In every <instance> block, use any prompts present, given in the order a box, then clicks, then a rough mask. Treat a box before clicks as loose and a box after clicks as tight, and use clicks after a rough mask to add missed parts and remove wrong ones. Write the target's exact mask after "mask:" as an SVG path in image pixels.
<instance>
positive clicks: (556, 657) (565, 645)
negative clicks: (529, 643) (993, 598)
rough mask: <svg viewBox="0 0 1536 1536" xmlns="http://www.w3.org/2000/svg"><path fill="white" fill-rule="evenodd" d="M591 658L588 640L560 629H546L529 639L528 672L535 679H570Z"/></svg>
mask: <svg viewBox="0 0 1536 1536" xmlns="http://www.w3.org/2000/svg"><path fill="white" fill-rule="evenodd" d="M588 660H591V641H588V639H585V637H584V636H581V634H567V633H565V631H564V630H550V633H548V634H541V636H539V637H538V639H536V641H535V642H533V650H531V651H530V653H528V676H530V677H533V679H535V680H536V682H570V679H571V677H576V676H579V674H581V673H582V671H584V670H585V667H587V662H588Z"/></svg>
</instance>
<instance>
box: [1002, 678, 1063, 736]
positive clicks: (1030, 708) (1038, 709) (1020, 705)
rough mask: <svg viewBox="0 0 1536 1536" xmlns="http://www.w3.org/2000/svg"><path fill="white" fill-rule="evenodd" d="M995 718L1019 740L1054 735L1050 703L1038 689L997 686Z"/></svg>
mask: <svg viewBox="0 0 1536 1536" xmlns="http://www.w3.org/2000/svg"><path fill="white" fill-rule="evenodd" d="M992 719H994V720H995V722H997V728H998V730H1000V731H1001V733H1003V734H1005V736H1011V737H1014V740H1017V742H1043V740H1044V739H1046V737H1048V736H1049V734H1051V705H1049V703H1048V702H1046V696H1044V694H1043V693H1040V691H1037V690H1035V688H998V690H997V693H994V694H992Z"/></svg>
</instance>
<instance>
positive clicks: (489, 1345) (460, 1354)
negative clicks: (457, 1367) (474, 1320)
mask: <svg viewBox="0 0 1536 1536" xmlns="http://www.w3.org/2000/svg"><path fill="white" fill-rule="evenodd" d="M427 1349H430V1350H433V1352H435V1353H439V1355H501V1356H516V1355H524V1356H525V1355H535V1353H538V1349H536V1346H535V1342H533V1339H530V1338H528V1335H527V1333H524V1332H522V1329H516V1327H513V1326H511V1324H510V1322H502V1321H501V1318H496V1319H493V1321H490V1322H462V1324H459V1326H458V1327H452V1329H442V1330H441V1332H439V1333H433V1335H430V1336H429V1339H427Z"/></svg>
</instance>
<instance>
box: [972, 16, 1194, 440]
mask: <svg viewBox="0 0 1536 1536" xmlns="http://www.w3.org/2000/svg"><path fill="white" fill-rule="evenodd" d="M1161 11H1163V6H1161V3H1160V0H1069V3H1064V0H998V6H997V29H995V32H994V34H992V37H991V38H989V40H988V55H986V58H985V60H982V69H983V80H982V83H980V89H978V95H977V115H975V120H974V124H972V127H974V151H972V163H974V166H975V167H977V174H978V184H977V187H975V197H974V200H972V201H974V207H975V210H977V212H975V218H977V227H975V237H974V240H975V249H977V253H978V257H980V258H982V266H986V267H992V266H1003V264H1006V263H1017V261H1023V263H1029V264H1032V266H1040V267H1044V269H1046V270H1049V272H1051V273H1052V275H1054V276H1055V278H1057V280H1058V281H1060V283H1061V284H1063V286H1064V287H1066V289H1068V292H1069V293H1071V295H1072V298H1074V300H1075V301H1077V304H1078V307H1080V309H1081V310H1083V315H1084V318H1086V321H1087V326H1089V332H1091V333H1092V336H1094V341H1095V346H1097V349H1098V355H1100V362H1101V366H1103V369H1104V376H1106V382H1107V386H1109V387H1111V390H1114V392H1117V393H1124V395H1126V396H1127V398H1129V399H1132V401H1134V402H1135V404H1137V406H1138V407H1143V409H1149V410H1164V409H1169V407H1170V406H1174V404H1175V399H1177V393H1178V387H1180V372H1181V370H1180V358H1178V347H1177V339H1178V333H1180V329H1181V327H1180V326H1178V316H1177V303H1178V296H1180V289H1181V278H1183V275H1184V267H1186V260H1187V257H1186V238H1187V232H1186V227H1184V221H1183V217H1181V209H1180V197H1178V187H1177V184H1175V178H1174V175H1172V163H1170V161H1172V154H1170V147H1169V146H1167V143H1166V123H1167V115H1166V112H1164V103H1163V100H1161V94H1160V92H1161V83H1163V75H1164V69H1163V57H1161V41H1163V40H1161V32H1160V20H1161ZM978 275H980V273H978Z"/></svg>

----------

Starting with the first line of the entries and going on through the line containing "658L588 640L560 629H546L529", write those lines out again with "negative clicks" swapped for "negative points" and everything else left as it is.

In every <instance> block, use any prompts present, given in the order a box, then clicks, then a rough mask. Treat a box before clicks as loose and a box after clicks as tight, and use clicks after a rough mask to add missed parts and remove wrong ones. Write the target's exact mask after "mask:" as an SVG path in image pixels.
<instance>
positive clicks: (556, 657) (565, 645)
negative points: (529, 643) (993, 598)
rough mask: <svg viewBox="0 0 1536 1536" xmlns="http://www.w3.org/2000/svg"><path fill="white" fill-rule="evenodd" d="M591 658L588 640L560 629H546L529 639L528 672L535 679H570Z"/></svg>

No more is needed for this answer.